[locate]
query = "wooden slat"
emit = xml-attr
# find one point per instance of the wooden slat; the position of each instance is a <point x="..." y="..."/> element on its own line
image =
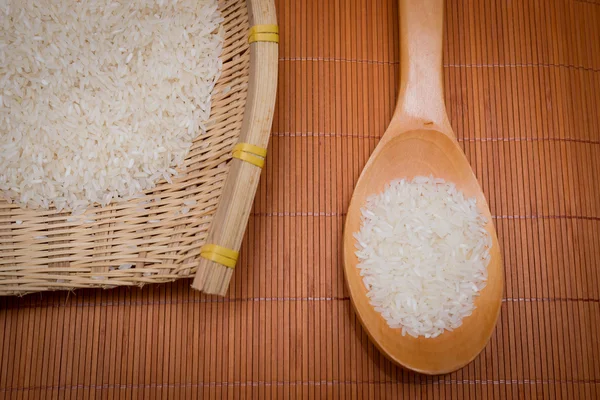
<point x="521" y="79"/>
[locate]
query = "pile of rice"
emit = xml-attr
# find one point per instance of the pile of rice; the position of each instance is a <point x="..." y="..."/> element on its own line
<point x="423" y="252"/>
<point x="101" y="99"/>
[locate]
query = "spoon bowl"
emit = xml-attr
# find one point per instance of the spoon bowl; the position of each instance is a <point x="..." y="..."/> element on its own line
<point x="423" y="153"/>
<point x="420" y="142"/>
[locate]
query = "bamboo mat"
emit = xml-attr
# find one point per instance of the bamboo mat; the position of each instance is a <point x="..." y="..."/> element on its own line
<point x="522" y="90"/>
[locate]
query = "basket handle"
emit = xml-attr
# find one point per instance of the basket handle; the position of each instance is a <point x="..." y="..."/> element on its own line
<point x="231" y="218"/>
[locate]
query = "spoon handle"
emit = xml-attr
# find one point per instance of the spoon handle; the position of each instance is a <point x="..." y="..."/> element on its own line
<point x="421" y="98"/>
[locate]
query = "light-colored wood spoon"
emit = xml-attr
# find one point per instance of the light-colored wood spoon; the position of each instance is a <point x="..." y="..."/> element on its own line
<point x="420" y="141"/>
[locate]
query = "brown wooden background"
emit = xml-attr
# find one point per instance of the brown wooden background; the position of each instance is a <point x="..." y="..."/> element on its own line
<point x="523" y="94"/>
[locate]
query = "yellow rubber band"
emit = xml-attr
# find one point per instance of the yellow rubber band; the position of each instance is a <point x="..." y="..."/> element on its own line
<point x="251" y="148"/>
<point x="250" y="153"/>
<point x="263" y="33"/>
<point x="264" y="29"/>
<point x="219" y="254"/>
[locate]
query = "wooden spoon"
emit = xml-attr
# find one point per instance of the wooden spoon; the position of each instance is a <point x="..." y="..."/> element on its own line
<point x="420" y="141"/>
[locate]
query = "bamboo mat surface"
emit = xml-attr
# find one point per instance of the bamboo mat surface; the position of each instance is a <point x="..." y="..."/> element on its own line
<point x="522" y="81"/>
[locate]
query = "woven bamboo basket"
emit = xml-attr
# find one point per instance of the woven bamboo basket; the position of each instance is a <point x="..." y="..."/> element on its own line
<point x="158" y="237"/>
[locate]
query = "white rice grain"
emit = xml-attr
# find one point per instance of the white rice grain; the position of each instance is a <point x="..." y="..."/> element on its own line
<point x="100" y="101"/>
<point x="423" y="253"/>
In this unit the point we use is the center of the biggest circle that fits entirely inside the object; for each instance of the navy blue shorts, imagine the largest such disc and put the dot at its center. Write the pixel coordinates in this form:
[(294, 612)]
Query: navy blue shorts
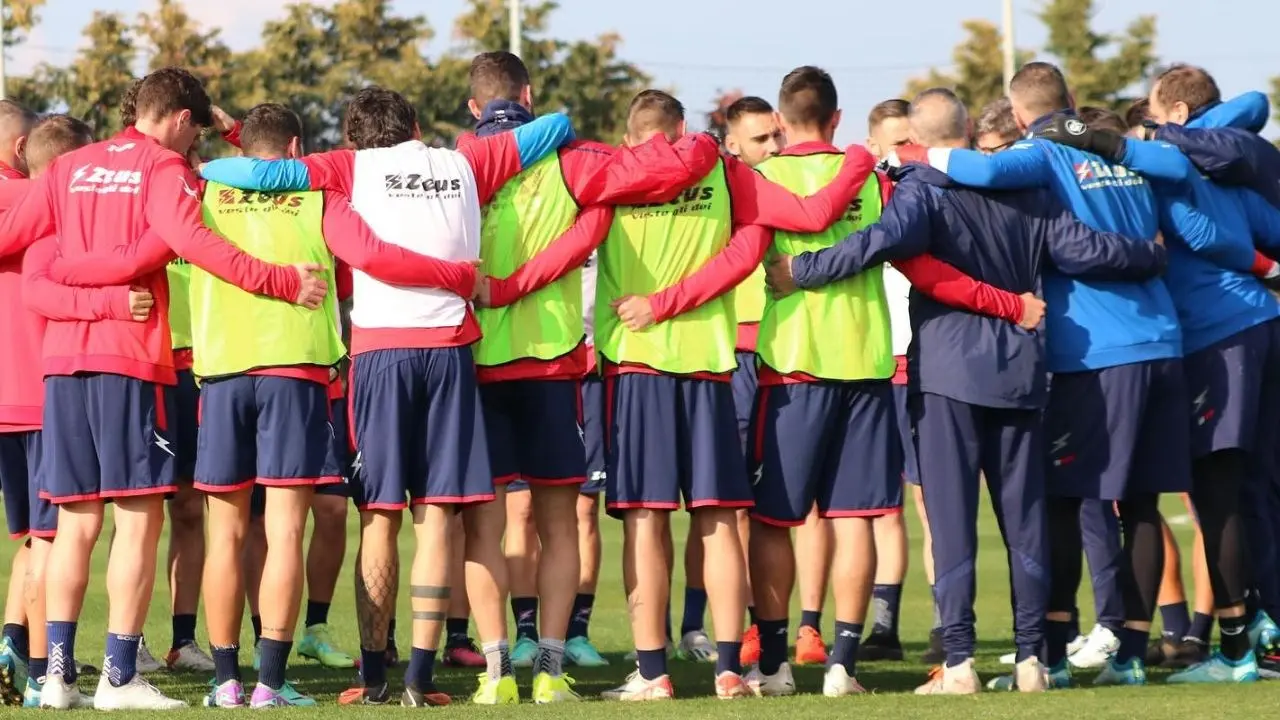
■ ■ ■ ■ ■
WHAT TO DO – Reproduce all of the records above exactly, but exclude the pictures.

RESPONSE BELOW –
[locate]
query = "wooden slat"
emit = xml-attr
# find one point per instance of the wooden slat; the position of each instance is a <point x="..." y="..."/> element on its own line
image =
<point x="521" y="79"/>
[locate]
query = "pile of rice"
emit = xml-attr
# find one point per instance of the pile of rice; the position of each instance is a <point x="..." y="..."/> element on its own line
<point x="423" y="252"/>
<point x="101" y="99"/>
[locate]
query = "spoon bowl"
emit = xml-attr
# find one point per instance of the spoon bowl; the position of each instance is a <point x="..." y="..."/> element on its own line
<point x="423" y="153"/>
<point x="420" y="142"/>
[locate]
query = "bamboo mat"
emit = xml-attr
# find one point per instance of the bamboo mat; the position of each instance is a <point x="..." y="..."/> element on its own line
<point x="522" y="90"/>
[locate]
query = "basket handle"
emit = xml-attr
# find one point per instance of the basket handle; the position of each instance is a <point x="..." y="..."/> element on its own line
<point x="231" y="218"/>
[locate]
query = "spoon handle"
emit = xml-attr
# find one point per instance of the spoon handle; the position of each instance is a <point x="..." y="..."/> element on its own line
<point x="421" y="98"/>
[locate]
query = "light-colored wood spoon"
emit = xml-attr
# find one point per instance of the light-colored wood spoon; the position of each instance is a <point x="..." y="..."/> element on its own line
<point x="420" y="141"/>
[locate]
query = "brown wooden background"
emit = xml-attr
# find one point per instance of the brown wooden background; the position of each instance is a <point x="..." y="..."/> element on its own line
<point x="523" y="94"/>
[locate]
query = "yellow rubber band"
emit = xml-attr
# find one point per instance of the yellow rubber band; the position of each instance is a <point x="..." y="..."/> element on its own line
<point x="251" y="148"/>
<point x="250" y="153"/>
<point x="263" y="33"/>
<point x="264" y="29"/>
<point x="219" y="254"/>
[locate]
query = "wooden spoon"
emit = xml-attr
# find one point per instance of the wooden spoon; the position of each instance is a <point x="..." y="..."/> element on its own line
<point x="420" y="141"/>
[locate]
query = "bamboo mat surface"
emit = xml-attr
# find one point per instance of the bamboo mat surface; the position of each instance is a <point x="..." y="..."/> element on its own line
<point x="522" y="81"/>
[locate]
query = "woven bamboo basket"
emit = xml-attr
# find one point per instance of the woven bamboo basket; the position of each instance is a <point x="..." y="..."/> element on its own line
<point x="158" y="237"/>
[locate]
query = "white rice grain"
emit = xml-attr
# find one point per instance of the white rice grain; the position of each instance is a <point x="..." y="..."/> element on its own line
<point x="100" y="101"/>
<point x="423" y="253"/>
In this unit the point we use is the center of the biggest circle that fits entirely inside the object; for each instance of the navy blue shorts, imagine the largest such disc and put the dot at its center. Write the pixel coordinates in this form:
[(294, 612)]
Query: navy blue shorts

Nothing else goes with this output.